"Circle of Life" is a song from Disney's 1994 animated film The Lion King. Composed by English musician Elton John, with lyrics by Tim Rice, the song was performed by Carmen Twillie (the deep female lead vocals) and Lebo M. (opening vocals in Zulu) as the film's opening song. In an interview, Rice said he was amazed at the speed with which John composed: "I gave him the lyrics at the beginning of the session at about two in the afternoon. By half-past three, he'd finished writing and recording a stunning demo." Elton John sang a pop version (with alternative lyrics) of the song with the London Community Gospel Choir, which was included in the film's soundtrack and made into a music video.

"Circle of Life" was nominated for the Academy Award for Best Original Song in 1994, along with two other songs from The Lion King: "Hakuna Matata" and "Can You Feel the Love Tonight", the latter of which won the award. "Circle of Life" was also nominated for a Song of the Year Grammy. The song reached No. 11 in the UK and No. 18 in the US and is featured frequently in attractions based on The Lion King, such as Disney theme parks and parades. Michael Crawford sang it as part of a medley for The Disney Album in 2001.

The song was featured in Disney's 2019 photorealistic computer-animated remake of The Lion King and was used in the first trailer of the film, a near shot-for-shot remake of the opening of the original animated film. This new version of the song was performed by Brown Lindiwe Mkhize, the actress who performed as Rafiki in the stage adaptation of the movie in London from 2005 to 2018. However, the new version also retains the original Zulu opening vocals by Lebo M. from the 1994 film.

In United States, music critics praised the song's structure and its message, however in the United Kingdom, music critics' reviews on this song was mixed.

Opening of song
The song is well known for its opening line, sung by South African composer Lebo M. in Zulu. Due to the difficulty to pronounce the lyrics for English speakers, they are often mispronounced. The Zulu version of the lyrics are: 
 
Nansi ingonyama bakithi baba 
Sithi uhm ingonyama
Nansi ingonyama bakithi baba
Sithi uhhmm ingonyama
Ingonyama siyoyi nqoba
Ingonyama
Ingonyama nengwe enamabala

Which translates to English as:
Here comes a lion, father
Oh yes it’s a lion
Here comes a lion, father
Oh yes it’s a lion
A lion we’re going to conquer
A lion
A lion and a leopard come to this open place

Critical reception
Troy J. Augusto from Cash Box wrote, "Elton’s unique, radio-friendly voice and the song's powerful, dramatic production (courtesy of Chris Thomas) mean broad, immediate success as the film continues its amazing run at the box office." James Masterton commented in his weekly UK chart commentary, "Sad to relate though it is another rather unimpressive Elton John ballad, unable to stand comparison with much of his classic output and is worryingly close in places to "The One" – arguably the last single of any value he put out." Alan Jones from Music Week noted, "Elton is in philosophical mood here and has a slightly continental flavour. Publicity for The Lion King movie from which the single is taken should push it into the Top 20."

Music video
The accompanying music video for "Circle of Life" was directed by American film composer, producer and film director Richard Baskin. It was published on YouTube in November 2017. The video has amassed over 13 million views as of November 2021.

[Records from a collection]
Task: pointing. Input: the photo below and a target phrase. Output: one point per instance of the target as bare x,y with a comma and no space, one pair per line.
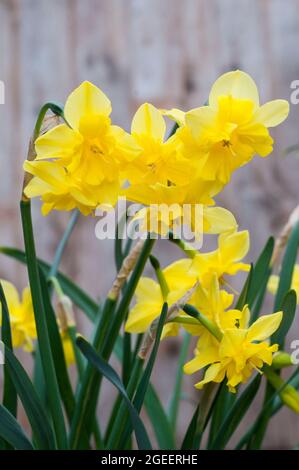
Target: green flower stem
50,106
41,327
208,324
80,363
122,413
62,244
188,249
175,399
160,277
104,341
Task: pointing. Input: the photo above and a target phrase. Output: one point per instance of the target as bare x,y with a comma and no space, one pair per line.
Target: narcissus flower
232,247
241,350
173,206
84,157
62,190
157,159
227,133
274,281
21,316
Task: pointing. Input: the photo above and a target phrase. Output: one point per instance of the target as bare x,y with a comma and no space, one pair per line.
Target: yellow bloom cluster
241,348
86,161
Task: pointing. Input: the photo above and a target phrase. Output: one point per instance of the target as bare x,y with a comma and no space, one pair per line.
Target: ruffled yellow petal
234,246
149,121
272,113
202,359
86,100
238,84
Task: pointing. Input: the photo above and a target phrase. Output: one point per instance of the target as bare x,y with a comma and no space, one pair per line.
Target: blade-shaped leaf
236,414
107,371
11,431
9,392
190,441
288,307
42,431
64,383
78,296
41,327
261,270
287,267
145,379
154,409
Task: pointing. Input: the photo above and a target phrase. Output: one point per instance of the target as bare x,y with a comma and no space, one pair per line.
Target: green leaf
42,327
243,297
159,420
176,396
261,271
191,439
63,380
236,414
89,391
63,242
107,371
11,431
42,431
154,410
145,379
9,392
287,267
78,296
288,307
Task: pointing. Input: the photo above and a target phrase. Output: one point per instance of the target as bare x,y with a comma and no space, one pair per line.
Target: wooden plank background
168,52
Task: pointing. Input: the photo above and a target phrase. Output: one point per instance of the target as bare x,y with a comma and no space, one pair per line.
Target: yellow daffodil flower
232,247
226,134
21,316
79,164
181,204
274,281
157,160
241,350
62,190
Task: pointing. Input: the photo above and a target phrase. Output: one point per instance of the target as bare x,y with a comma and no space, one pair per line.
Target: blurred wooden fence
168,52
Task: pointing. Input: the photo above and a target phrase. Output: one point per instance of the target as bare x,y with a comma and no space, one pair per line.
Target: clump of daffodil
78,163
21,316
68,348
157,159
240,351
231,129
168,207
232,247
274,281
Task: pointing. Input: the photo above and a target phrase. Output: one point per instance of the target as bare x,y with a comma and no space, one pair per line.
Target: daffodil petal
272,113
238,84
148,120
87,99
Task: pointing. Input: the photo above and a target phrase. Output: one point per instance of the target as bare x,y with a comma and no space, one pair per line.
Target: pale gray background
168,52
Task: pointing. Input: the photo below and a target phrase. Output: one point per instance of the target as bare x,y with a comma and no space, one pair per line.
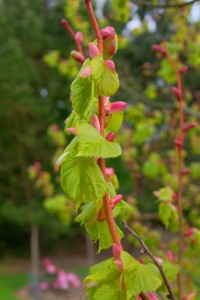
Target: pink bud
116,200
117,106
108,32
79,37
190,126
78,56
185,172
93,50
86,72
105,100
189,232
170,256
152,296
72,130
110,171
178,143
141,261
174,196
159,49
117,249
95,122
110,137
183,69
110,65
177,93
64,22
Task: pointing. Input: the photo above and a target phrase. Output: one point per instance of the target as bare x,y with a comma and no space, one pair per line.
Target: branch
140,240
170,5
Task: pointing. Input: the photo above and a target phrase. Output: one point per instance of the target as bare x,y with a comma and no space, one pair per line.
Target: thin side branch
144,246
169,5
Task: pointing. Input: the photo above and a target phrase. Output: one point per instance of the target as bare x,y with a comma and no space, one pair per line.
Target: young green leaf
82,90
92,144
82,179
138,277
106,81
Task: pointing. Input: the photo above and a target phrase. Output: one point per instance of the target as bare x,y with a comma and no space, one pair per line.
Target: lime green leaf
103,272
92,144
107,291
82,179
89,211
138,277
165,194
115,121
82,90
100,231
171,270
72,121
168,215
106,81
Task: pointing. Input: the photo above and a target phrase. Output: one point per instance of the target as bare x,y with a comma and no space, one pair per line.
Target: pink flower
117,249
110,65
108,35
176,91
190,231
46,261
110,137
159,49
51,269
93,50
110,171
116,106
72,130
86,72
95,122
152,296
79,37
116,200
78,56
190,126
185,172
170,256
44,285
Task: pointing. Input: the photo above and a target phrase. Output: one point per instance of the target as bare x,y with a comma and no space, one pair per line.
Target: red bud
116,200
110,137
159,49
78,56
177,93
190,126
185,172
101,215
189,232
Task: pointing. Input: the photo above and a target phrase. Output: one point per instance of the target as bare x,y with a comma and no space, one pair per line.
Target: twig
169,5
140,240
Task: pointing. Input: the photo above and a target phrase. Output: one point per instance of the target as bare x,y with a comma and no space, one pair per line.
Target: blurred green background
35,76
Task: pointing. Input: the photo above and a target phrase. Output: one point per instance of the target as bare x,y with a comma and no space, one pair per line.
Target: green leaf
165,194
115,121
92,144
107,291
82,179
103,272
171,270
100,231
82,90
72,121
106,81
138,277
168,215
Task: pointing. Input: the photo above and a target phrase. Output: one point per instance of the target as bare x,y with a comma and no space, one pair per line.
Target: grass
9,284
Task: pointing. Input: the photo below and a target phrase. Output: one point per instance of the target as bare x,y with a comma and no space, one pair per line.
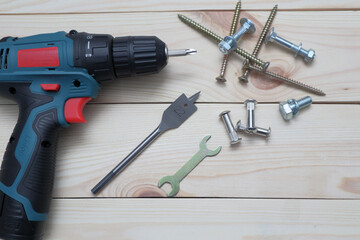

■ **What you need to do**:
a. Summarize the article on "Circle of Life" in two sentences.
b. Write out the article on "Circle of Life" from "In United States, music" down to "song was mixed.", word for word.
c. Write the next part of the article on "Circle of Life," picking up after its final sentence.
These lines have no connection to the article on "Circle of Life."

■ **Task answers**:
a. "Circle of Life" is the opening song of Disney's 1994 animated film The Lion King, composed by Elton John with lyrics by Tim Rice and performed by Carmen Twillie and Lebo M., whose Zulu opening vocals were retained in the 2019 remake. The song was nominated for the Academy Award for Best Original Song and a Song of the Year Grammy, reached No. 11 in the UK and No. 18 in the US, and appears frequently in Disney attractions based on The Lion King.

b.
In United States, music critics praised the song's structure and its message, however in the United Kingdom, music critics' reviews on this song was mixed.

c.
Live performances
John began to perform "Circle of Life", replacing "Can You Feel the Love Tonight", in some of his concerts, shows and performances from 1999 to 2018.

Theatrical version

Act I
In the theatrical adaptation, the opening sequence is noticeably different from the opening of the film. For example, the song is sung by Rafiki instead of an off-screen female narrator.

With the sun rising over the Pride Lands, Rafiki commences the start of the production by singing the opening chant of the song and summoning the animals of the Pride Lands for the presentation of baby Simba. As the first two verses of the musical number end, a representation of Pride Rock appears on stage carrying its two reigning rulers, Sarabi cradling the small puppet representing her son in her arms with Mufasa alongside her. As the choir chants excitedly in the background, Rafiki accompanies the monarch and his consort to the top of Pride Rock to bless the cub before raising him high in the air, singing joyfully alongside the chorus as the gathered animals bow before their new prince.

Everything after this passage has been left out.